-- Brief --
Reproduce word for word the lines from the one containing "outline the wet" through the last line below, including both ends.

*** Data for this exercise

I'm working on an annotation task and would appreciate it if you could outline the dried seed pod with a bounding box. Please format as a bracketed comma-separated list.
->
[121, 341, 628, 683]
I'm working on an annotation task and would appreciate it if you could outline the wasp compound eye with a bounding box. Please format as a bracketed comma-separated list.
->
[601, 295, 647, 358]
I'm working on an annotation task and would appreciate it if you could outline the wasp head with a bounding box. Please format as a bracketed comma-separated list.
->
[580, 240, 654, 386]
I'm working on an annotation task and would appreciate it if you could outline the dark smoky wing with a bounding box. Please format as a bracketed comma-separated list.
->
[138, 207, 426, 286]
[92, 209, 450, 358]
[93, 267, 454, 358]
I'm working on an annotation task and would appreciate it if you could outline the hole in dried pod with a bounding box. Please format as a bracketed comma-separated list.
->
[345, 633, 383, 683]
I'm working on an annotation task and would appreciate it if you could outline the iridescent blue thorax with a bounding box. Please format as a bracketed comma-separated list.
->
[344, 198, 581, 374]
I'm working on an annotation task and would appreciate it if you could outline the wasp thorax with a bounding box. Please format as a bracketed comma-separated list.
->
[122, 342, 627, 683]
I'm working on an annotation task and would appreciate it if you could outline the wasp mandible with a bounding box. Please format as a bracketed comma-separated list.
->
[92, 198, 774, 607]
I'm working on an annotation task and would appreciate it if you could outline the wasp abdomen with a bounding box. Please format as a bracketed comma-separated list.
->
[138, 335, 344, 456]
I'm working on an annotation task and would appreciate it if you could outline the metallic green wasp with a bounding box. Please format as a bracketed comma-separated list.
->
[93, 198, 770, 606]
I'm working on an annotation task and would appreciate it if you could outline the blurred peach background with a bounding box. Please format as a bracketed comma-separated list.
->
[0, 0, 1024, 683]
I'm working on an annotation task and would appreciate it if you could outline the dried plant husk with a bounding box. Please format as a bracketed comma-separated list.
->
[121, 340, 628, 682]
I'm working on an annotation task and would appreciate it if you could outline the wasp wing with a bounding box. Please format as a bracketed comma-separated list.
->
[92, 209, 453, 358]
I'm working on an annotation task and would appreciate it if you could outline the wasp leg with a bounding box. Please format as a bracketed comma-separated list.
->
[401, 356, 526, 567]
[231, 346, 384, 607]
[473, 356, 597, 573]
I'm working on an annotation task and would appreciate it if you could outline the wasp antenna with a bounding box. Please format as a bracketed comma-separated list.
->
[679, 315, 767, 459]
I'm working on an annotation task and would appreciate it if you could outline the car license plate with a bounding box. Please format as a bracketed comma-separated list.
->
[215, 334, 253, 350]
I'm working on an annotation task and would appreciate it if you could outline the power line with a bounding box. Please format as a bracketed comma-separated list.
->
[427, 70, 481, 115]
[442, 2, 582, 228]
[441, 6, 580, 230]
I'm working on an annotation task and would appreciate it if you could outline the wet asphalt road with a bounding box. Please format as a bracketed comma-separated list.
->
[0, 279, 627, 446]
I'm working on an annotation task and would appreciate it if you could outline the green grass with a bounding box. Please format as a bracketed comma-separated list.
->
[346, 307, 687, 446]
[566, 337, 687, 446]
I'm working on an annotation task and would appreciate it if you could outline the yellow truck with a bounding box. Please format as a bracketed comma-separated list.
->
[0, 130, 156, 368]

******

-- Task result --
I'm working on an annotation task and would appreciate it if you could outline the wet asphalt road with a bounding box. Please format as a bracketed comma-separated list.
->
[0, 279, 627, 446]
I'm working on an annotation task and would appreciate it if you could outline the green grass with a bounding box. Please format as a bracketed comma-separated list.
->
[346, 307, 687, 446]
[566, 337, 687, 446]
I'm working on an annotation task and would appreciate it if you could outline the yellow truck with a bounding box. Please format as a bracketed comma-separated list.
->
[0, 130, 156, 368]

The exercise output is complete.